* WORK TO BE COMPLETED *
Locate each row below that contains the word "wall", and copy those rows out in full.
>> START
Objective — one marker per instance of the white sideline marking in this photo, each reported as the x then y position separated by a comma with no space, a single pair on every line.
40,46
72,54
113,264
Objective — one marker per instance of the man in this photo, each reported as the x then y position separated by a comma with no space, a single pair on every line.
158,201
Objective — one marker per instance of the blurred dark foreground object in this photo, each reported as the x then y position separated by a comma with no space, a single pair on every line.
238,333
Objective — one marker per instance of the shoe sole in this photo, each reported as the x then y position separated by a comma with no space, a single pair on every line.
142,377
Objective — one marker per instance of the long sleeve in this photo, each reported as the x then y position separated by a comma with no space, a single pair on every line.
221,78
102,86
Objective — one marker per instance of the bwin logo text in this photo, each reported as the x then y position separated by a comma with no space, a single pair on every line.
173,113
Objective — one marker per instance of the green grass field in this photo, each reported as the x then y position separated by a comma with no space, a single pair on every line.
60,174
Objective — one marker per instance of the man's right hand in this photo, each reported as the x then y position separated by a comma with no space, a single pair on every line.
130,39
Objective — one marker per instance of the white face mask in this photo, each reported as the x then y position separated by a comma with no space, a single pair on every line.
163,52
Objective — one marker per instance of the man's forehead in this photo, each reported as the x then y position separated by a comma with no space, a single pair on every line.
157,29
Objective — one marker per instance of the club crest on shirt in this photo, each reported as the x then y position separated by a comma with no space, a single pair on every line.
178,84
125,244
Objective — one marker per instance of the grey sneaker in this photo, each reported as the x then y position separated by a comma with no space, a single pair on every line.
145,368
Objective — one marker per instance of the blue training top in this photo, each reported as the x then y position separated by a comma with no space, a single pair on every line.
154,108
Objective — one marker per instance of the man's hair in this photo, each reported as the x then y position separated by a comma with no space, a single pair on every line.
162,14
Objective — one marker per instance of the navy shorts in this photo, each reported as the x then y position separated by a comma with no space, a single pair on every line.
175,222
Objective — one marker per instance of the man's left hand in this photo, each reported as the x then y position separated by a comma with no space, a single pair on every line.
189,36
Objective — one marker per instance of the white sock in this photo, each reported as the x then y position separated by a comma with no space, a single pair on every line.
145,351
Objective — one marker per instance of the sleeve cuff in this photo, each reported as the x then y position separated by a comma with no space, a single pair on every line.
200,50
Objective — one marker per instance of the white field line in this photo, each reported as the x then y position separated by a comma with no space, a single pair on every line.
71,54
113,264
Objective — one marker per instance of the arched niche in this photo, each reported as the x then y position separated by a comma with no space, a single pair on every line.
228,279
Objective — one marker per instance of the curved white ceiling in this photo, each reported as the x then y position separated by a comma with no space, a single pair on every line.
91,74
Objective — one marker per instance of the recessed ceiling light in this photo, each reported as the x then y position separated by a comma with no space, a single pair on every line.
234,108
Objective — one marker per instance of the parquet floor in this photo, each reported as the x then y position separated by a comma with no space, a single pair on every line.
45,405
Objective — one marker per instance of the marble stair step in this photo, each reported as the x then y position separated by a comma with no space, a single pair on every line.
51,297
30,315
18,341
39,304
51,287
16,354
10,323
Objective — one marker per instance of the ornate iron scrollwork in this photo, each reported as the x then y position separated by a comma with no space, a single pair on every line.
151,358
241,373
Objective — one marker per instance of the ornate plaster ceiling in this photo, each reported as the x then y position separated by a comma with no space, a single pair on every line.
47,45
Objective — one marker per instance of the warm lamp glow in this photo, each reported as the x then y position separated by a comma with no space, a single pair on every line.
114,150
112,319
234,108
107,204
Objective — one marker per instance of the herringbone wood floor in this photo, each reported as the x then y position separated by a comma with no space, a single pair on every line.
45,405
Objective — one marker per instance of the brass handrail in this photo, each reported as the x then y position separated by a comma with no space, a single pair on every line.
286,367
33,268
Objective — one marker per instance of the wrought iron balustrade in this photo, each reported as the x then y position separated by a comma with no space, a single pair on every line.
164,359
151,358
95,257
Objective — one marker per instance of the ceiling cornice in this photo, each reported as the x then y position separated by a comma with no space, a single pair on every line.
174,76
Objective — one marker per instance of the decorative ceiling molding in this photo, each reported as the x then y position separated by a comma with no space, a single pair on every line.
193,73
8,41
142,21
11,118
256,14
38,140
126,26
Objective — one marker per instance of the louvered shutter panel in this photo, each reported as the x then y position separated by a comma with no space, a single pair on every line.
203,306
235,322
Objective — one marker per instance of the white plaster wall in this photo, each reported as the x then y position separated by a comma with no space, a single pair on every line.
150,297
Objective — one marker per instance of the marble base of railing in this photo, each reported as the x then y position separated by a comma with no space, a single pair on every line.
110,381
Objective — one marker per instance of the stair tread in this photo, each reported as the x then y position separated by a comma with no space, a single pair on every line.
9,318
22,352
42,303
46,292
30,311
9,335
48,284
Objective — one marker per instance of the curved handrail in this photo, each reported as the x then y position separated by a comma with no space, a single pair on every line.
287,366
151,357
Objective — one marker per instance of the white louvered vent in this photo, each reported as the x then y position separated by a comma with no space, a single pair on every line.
>> END
>> START
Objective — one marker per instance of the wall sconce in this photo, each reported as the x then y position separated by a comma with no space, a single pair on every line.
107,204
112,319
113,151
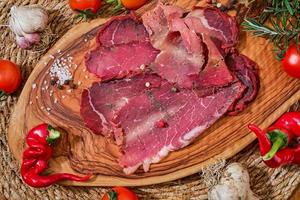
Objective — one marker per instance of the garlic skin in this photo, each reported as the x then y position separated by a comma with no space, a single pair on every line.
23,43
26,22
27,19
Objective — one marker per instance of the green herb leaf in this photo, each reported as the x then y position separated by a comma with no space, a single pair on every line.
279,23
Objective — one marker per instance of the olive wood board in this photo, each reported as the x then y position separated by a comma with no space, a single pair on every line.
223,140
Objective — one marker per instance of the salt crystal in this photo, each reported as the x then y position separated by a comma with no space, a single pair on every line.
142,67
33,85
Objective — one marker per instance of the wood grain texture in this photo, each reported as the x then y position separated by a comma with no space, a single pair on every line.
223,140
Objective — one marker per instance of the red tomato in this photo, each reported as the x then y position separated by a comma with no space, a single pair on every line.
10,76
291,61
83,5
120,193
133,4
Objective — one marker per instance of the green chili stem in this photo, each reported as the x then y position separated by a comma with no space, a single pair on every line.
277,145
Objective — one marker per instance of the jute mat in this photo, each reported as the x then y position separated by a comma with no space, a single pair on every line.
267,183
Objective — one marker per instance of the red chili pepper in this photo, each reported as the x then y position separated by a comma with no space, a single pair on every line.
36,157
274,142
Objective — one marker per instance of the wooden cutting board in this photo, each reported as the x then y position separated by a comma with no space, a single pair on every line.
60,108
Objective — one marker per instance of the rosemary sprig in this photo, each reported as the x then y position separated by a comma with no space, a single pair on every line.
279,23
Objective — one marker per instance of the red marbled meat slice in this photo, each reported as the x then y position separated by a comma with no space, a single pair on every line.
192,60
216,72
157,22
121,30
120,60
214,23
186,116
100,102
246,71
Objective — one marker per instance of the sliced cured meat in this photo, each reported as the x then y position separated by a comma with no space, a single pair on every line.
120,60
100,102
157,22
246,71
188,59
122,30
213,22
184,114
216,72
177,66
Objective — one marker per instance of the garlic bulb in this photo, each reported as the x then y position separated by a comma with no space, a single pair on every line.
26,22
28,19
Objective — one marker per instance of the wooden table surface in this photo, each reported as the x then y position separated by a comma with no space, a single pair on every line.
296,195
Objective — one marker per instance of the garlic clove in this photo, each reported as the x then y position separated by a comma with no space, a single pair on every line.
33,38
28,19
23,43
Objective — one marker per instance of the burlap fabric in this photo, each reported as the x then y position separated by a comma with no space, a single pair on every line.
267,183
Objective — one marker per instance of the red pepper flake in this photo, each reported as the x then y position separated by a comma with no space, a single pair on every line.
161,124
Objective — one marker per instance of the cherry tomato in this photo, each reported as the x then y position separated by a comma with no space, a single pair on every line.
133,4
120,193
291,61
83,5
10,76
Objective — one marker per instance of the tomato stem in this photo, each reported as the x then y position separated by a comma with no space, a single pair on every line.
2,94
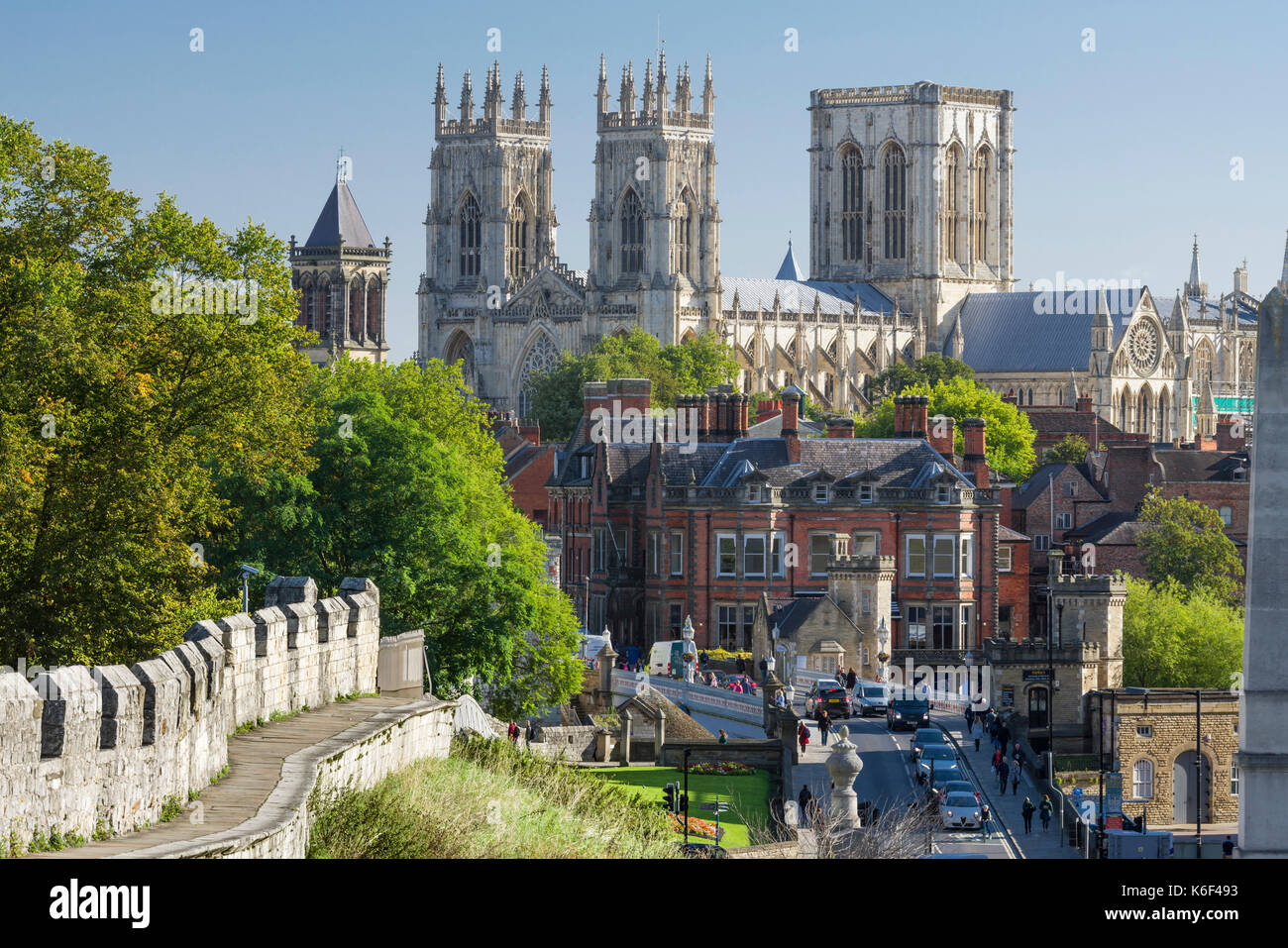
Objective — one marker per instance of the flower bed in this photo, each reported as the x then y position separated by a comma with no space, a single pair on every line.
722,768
>> END
* ANSWER TO THE EXERCISE *
Objective — one marker per instance of the white plaster wall in this photo, each reported as the x then y position separated by a comma with no space, a single pair on every line.
Objective — one marker per instance of the wall sconce in this photo, each reported as the x then y position separated by a comma with no space, a single pair on every line.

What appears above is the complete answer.